### TEXT TO READ ###
On August 4, 2009, Furmanite Worldwide, Inc. and subsidiaries (“FWI”), a wholly owned subsidiary of the Parent Company, and certain foreign subsidiaries (the “designated borrowers”) of FWI entered into a new credit agreement dated July 31, 2009 with Bank of America, N.A. (the “credit agreement”). The credit agreement, which matures on January 31, 2013, provides a revolving credit facility of up to $50.0 million. A portion of the amount available under the credit agreement (not in excess of $20.0 million) is available for the issuance of letters of credit. In addition, a portion of the amount available under the credit agreement (not in excess of $5.0 million in the aggregate) is available for swing line loans to FWI. The loans outstanding under the credit agreement may not exceed $35.0 million in the aggregate to the designated borrowers.
The proceeds from the initial borrowing on the credit agreement were $35.0 million and were used to pay the amounts outstanding under the previous loan agreement, which was scheduled to mature in January 2010, at which time the previous loan agreement was terminated by the Company. Letters of credit issued from the previous loan agreement were replaced with similar letters of credit by the credit agreement. There were no material circumstances surrounding the termination and no material early termination penalties were incurred by FWI.
###
OBJECTIVES
**1)** In the credit agreement passage, rewrite the part starting at "The proceeds from" and ending at "incurred by FWI.", putting "prior loan agreement" in place of "previous loan agreement".
**2)** List each different dollar amount that appears in the credit agreement passage.
**3)** Translate this sentence from the credit agreement passage into Spanish: "Letters of credit issued from the previous loan agreement were replaced with similar letters of credit by the credit agreement."
### PROVIDED MATERIAL ###
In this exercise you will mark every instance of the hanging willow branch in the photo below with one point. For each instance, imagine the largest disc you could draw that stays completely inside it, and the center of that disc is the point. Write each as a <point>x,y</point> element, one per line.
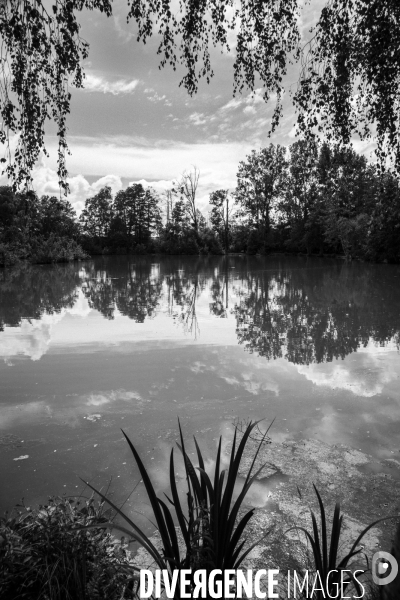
<point>350,76</point>
<point>349,83</point>
<point>42,52</point>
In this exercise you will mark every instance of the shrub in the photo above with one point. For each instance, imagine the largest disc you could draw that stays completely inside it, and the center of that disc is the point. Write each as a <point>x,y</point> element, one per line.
<point>56,249</point>
<point>8,256</point>
<point>46,555</point>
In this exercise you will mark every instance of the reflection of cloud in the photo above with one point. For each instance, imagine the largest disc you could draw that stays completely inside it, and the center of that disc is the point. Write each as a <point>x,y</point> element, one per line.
<point>198,367</point>
<point>99,398</point>
<point>365,376</point>
<point>254,383</point>
<point>31,338</point>
<point>23,412</point>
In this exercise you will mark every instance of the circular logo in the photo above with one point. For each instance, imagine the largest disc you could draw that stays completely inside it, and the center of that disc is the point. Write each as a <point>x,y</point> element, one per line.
<point>384,568</point>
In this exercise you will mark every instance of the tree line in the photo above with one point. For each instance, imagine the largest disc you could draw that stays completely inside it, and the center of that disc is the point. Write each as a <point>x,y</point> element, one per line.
<point>311,198</point>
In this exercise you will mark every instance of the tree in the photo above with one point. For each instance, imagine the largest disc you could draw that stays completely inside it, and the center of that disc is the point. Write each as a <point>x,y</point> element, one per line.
<point>97,214</point>
<point>261,182</point>
<point>220,215</point>
<point>300,205</point>
<point>187,187</point>
<point>349,83</point>
<point>42,54</point>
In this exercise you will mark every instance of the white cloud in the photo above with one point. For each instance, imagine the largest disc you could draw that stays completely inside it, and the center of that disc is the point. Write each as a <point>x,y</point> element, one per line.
<point>98,83</point>
<point>197,119</point>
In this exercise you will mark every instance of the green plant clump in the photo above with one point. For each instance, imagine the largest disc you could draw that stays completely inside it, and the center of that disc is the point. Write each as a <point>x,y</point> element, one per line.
<point>46,555</point>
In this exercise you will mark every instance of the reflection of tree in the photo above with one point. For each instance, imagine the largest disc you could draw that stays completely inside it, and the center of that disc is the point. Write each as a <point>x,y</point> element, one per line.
<point>29,291</point>
<point>312,315</point>
<point>184,287</point>
<point>130,286</point>
<point>220,294</point>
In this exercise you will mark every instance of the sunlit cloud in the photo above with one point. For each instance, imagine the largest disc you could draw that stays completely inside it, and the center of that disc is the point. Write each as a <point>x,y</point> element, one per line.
<point>98,83</point>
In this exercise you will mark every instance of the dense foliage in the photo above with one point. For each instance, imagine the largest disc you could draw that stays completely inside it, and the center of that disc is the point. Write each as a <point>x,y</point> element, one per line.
<point>43,230</point>
<point>312,198</point>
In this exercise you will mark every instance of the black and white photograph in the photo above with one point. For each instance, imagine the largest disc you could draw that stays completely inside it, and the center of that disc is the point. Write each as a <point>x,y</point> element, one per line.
<point>199,299</point>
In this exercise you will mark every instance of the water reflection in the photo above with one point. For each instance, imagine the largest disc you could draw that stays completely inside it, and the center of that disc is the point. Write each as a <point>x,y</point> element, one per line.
<point>304,310</point>
<point>29,292</point>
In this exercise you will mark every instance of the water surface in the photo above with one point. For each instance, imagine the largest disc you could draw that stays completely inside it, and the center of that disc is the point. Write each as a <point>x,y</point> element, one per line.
<point>134,342</point>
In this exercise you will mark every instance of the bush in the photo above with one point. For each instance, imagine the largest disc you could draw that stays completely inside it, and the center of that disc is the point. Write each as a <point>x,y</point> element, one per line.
<point>8,256</point>
<point>209,243</point>
<point>57,249</point>
<point>46,555</point>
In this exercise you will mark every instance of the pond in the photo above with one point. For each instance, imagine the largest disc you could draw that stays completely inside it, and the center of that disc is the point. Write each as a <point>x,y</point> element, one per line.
<point>136,342</point>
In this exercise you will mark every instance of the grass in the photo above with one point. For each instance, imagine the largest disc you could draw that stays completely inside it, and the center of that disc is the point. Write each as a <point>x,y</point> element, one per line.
<point>209,524</point>
<point>62,551</point>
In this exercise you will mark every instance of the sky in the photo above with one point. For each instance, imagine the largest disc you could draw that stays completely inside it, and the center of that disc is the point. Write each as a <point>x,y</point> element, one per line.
<point>133,123</point>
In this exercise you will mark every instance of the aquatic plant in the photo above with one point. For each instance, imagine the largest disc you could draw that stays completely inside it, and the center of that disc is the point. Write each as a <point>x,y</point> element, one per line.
<point>212,531</point>
<point>334,575</point>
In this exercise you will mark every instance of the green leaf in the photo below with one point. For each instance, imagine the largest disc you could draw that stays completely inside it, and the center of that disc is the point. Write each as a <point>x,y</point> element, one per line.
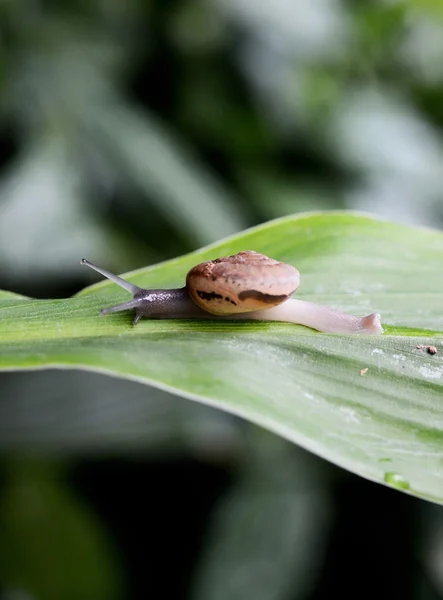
<point>385,424</point>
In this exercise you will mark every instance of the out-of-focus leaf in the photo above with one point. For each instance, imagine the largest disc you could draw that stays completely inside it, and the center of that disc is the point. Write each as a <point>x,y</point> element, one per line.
<point>268,532</point>
<point>51,545</point>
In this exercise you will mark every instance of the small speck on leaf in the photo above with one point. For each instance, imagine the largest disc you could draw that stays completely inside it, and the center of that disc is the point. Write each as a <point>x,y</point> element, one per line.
<point>430,349</point>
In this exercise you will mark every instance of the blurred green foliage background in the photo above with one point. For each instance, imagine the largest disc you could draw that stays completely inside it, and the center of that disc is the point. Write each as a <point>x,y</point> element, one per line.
<point>132,131</point>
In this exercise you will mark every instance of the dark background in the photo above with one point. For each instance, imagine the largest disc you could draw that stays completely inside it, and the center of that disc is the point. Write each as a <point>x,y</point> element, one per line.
<point>134,131</point>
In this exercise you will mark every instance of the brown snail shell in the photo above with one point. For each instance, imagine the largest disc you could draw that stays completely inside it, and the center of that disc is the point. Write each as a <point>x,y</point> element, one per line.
<point>240,283</point>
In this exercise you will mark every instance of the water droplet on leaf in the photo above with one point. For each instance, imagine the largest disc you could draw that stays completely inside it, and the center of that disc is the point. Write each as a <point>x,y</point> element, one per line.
<point>396,480</point>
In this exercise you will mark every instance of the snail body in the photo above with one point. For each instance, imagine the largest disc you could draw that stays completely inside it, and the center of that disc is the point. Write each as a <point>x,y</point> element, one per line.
<point>247,285</point>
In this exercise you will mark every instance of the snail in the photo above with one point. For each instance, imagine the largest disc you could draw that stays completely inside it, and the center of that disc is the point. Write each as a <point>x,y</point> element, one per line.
<point>247,285</point>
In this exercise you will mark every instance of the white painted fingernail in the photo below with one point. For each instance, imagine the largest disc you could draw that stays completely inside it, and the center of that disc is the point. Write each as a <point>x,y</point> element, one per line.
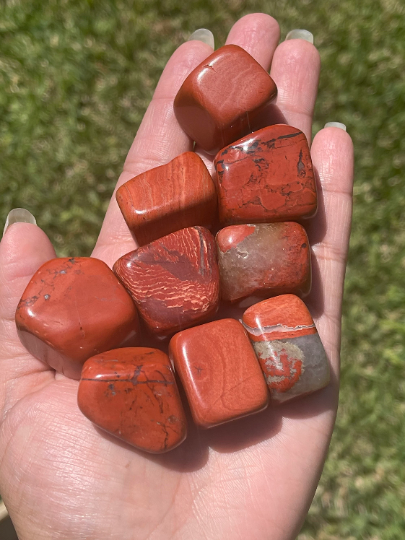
<point>204,35</point>
<point>18,215</point>
<point>336,124</point>
<point>300,33</point>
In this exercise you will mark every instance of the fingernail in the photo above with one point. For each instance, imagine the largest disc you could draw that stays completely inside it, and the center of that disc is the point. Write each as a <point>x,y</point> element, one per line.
<point>336,124</point>
<point>300,33</point>
<point>18,215</point>
<point>204,35</point>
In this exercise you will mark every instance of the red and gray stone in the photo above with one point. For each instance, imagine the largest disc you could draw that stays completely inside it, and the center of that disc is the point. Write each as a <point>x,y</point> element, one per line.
<point>288,347</point>
<point>174,281</point>
<point>263,260</point>
<point>132,394</point>
<point>266,176</point>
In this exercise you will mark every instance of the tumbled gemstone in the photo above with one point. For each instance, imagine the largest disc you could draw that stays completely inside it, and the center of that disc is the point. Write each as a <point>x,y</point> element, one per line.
<point>174,281</point>
<point>266,176</point>
<point>73,309</point>
<point>219,372</point>
<point>263,260</point>
<point>132,394</point>
<point>216,102</point>
<point>168,198</point>
<point>288,347</point>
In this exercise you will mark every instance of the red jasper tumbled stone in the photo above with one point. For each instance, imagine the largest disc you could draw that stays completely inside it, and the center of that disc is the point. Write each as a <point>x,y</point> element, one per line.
<point>264,260</point>
<point>132,394</point>
<point>73,309</point>
<point>168,198</point>
<point>266,176</point>
<point>219,372</point>
<point>174,281</point>
<point>216,102</point>
<point>288,347</point>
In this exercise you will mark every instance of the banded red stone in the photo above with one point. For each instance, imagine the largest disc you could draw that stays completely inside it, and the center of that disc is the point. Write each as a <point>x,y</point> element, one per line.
<point>165,199</point>
<point>263,260</point>
<point>132,394</point>
<point>288,347</point>
<point>174,281</point>
<point>73,309</point>
<point>216,103</point>
<point>266,176</point>
<point>219,372</point>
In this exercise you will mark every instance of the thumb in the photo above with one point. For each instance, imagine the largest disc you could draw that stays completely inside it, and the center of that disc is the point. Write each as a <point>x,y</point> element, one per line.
<point>23,249</point>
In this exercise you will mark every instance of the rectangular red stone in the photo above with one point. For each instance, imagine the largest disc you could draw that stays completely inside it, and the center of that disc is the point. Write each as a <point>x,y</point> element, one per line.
<point>215,103</point>
<point>219,372</point>
<point>168,198</point>
<point>266,176</point>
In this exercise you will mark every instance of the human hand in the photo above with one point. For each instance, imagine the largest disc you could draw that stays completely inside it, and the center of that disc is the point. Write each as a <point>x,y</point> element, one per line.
<point>253,478</point>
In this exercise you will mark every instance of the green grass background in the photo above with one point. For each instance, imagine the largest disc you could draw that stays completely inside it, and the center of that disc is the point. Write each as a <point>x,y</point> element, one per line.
<point>76,77</point>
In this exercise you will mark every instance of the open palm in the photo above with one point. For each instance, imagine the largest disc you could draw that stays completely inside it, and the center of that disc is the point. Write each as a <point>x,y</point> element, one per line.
<point>61,478</point>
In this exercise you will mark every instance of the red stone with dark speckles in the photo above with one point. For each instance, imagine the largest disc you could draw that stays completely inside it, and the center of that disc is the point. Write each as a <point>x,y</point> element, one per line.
<point>132,394</point>
<point>219,372</point>
<point>174,281</point>
<point>216,102</point>
<point>265,177</point>
<point>168,198</point>
<point>73,309</point>
<point>272,259</point>
<point>288,347</point>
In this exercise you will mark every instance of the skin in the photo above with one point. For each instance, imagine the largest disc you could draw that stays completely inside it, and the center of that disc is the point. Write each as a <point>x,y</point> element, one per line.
<point>61,478</point>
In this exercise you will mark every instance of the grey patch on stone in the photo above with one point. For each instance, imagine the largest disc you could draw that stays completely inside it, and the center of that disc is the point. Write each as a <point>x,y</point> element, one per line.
<point>315,364</point>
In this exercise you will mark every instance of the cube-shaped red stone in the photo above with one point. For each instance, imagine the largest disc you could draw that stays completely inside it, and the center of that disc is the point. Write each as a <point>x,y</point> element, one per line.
<point>288,347</point>
<point>219,372</point>
<point>73,309</point>
<point>174,281</point>
<point>163,200</point>
<point>217,101</point>
<point>263,260</point>
<point>132,394</point>
<point>266,176</point>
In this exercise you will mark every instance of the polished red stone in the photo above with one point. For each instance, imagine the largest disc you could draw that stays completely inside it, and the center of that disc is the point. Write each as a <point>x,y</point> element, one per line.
<point>168,198</point>
<point>132,394</point>
<point>266,176</point>
<point>288,347</point>
<point>215,104</point>
<point>174,281</point>
<point>219,372</point>
<point>73,309</point>
<point>263,260</point>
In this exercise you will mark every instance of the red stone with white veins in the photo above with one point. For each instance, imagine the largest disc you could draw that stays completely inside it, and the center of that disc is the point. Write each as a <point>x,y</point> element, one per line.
<point>288,346</point>
<point>174,281</point>
<point>266,176</point>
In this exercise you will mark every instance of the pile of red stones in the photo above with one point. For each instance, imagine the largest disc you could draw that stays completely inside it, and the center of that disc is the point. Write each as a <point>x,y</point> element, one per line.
<point>84,319</point>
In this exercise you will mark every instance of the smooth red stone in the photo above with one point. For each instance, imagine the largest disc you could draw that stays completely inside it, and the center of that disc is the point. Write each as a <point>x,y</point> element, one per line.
<point>217,101</point>
<point>273,259</point>
<point>132,394</point>
<point>288,347</point>
<point>174,281</point>
<point>281,317</point>
<point>73,309</point>
<point>168,198</point>
<point>219,372</point>
<point>266,176</point>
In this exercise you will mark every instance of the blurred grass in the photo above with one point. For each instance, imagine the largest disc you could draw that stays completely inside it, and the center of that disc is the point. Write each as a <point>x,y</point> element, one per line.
<point>76,77</point>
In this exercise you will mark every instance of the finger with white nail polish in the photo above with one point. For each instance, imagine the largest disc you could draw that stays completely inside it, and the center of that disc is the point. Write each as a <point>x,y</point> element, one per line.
<point>18,215</point>
<point>204,35</point>
<point>300,33</point>
<point>336,124</point>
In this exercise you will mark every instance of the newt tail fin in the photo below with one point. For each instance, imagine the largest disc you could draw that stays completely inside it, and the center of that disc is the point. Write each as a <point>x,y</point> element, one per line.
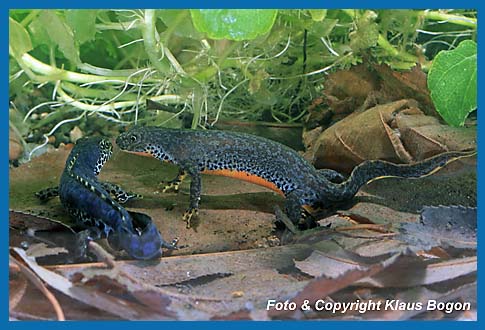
<point>372,170</point>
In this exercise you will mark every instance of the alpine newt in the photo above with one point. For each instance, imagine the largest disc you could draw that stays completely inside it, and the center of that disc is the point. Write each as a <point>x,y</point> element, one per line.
<point>88,201</point>
<point>263,162</point>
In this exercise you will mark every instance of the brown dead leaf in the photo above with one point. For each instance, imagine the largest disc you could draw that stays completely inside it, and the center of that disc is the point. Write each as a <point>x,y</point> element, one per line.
<point>42,250</point>
<point>442,226</point>
<point>322,286</point>
<point>414,271</point>
<point>358,137</point>
<point>398,132</point>
<point>102,300</point>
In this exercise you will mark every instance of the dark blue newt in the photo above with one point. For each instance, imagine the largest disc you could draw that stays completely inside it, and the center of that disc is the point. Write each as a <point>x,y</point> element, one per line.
<point>266,163</point>
<point>88,201</point>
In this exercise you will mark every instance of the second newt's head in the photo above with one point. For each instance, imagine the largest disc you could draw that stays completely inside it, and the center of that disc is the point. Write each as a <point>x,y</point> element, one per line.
<point>144,141</point>
<point>143,241</point>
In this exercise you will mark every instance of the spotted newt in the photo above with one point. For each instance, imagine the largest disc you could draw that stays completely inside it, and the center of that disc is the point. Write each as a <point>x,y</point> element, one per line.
<point>89,202</point>
<point>264,162</point>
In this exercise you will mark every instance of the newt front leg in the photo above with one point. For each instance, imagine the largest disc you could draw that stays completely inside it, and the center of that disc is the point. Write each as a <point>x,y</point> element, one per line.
<point>194,199</point>
<point>173,185</point>
<point>120,195</point>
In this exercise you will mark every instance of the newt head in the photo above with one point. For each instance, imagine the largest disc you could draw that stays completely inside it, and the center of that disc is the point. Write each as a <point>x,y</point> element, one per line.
<point>132,140</point>
<point>143,241</point>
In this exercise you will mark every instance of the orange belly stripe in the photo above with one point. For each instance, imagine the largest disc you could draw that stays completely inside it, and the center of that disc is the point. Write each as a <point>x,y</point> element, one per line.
<point>140,153</point>
<point>244,176</point>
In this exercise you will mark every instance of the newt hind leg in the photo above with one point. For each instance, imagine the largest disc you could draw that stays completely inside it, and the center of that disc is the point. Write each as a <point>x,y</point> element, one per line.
<point>46,194</point>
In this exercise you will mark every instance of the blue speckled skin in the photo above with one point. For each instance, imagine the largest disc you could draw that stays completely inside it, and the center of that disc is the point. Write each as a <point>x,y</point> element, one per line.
<point>90,204</point>
<point>302,185</point>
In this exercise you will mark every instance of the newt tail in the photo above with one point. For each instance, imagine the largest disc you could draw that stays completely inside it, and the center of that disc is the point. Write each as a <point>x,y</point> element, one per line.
<point>88,201</point>
<point>264,162</point>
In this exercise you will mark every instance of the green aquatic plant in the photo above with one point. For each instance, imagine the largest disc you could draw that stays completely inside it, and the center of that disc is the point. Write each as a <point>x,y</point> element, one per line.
<point>106,64</point>
<point>452,81</point>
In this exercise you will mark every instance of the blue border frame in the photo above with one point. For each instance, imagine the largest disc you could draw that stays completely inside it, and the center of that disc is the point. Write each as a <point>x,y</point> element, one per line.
<point>4,202</point>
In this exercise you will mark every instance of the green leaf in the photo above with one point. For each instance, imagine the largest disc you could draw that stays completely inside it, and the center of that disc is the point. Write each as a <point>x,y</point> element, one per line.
<point>52,30</point>
<point>452,81</point>
<point>318,14</point>
<point>82,23</point>
<point>19,40</point>
<point>233,24</point>
<point>178,23</point>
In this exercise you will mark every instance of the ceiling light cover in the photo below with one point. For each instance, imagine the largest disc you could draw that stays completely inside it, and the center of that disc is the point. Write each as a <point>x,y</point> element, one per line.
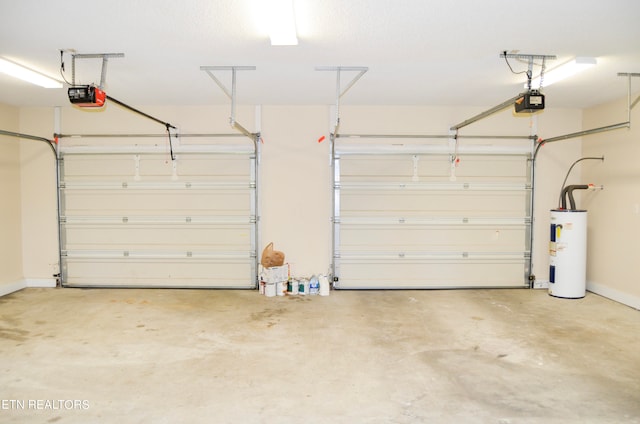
<point>566,70</point>
<point>282,23</point>
<point>34,77</point>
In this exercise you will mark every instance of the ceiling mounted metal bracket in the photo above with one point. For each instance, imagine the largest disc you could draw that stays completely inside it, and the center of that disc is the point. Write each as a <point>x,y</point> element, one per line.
<point>231,94</point>
<point>103,74</point>
<point>530,58</point>
<point>630,104</point>
<point>507,103</point>
<point>361,70</point>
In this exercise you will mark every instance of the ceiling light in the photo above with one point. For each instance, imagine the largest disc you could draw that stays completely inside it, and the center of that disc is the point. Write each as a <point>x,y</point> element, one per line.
<point>282,22</point>
<point>34,77</point>
<point>566,70</point>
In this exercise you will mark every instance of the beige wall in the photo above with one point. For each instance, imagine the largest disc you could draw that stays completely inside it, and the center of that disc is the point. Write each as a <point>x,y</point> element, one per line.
<point>614,213</point>
<point>295,168</point>
<point>10,212</point>
<point>39,198</point>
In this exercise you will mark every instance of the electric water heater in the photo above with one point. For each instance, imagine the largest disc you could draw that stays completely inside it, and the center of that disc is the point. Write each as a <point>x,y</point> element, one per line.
<point>568,253</point>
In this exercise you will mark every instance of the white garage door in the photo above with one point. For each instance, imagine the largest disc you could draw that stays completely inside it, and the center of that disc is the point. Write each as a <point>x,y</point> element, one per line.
<point>133,217</point>
<point>408,214</point>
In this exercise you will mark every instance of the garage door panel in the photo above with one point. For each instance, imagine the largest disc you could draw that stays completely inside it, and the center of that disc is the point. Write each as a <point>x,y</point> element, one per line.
<point>383,203</point>
<point>128,237</point>
<point>227,273</point>
<point>132,218</point>
<point>413,238</point>
<point>399,275</point>
<point>427,220</point>
<point>125,202</point>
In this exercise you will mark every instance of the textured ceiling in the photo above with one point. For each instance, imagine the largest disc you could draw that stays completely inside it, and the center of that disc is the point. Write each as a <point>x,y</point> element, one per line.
<point>422,52</point>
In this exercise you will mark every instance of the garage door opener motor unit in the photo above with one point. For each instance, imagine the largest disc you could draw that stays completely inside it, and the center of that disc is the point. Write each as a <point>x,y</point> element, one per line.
<point>87,96</point>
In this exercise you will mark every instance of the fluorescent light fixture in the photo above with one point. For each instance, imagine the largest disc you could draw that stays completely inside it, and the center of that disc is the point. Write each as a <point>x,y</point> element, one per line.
<point>34,77</point>
<point>282,22</point>
<point>566,70</point>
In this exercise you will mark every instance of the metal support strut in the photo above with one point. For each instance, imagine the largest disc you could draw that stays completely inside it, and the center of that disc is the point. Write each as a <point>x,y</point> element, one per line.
<point>231,94</point>
<point>339,91</point>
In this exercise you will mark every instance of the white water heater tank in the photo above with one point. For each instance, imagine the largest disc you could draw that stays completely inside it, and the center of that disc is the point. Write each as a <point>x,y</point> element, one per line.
<point>568,253</point>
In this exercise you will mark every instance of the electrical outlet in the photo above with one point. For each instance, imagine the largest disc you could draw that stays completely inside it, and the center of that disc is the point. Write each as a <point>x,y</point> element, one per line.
<point>541,284</point>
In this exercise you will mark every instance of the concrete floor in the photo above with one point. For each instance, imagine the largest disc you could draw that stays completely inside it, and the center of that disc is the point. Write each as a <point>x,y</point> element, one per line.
###
EXERCISE SOLUTIONS
**1)**
The proceeds from the initial borrowing on the credit agreement were $35.0 million and were used to pay the amounts outstanding under the prior loan agreement, which was scheduled to mature in January 2010, at which time the prior loan agreement was terminated by the Company. Letters of credit issued from the prior loan agreement were replaced with similar letters of credit by the credit agreement. There were no material circumstances surrounding the termination and no material early termination penalties were incurred by FWI.

**2)**
$50.0 million
$20.0 million
$5.0 million
$35.0 million

**3)** Las cartas de crédito emitidas conforme al contrato de préstamo anterior fueron reemplazadas por cartas de crédito similares mediante el contrato de crédito.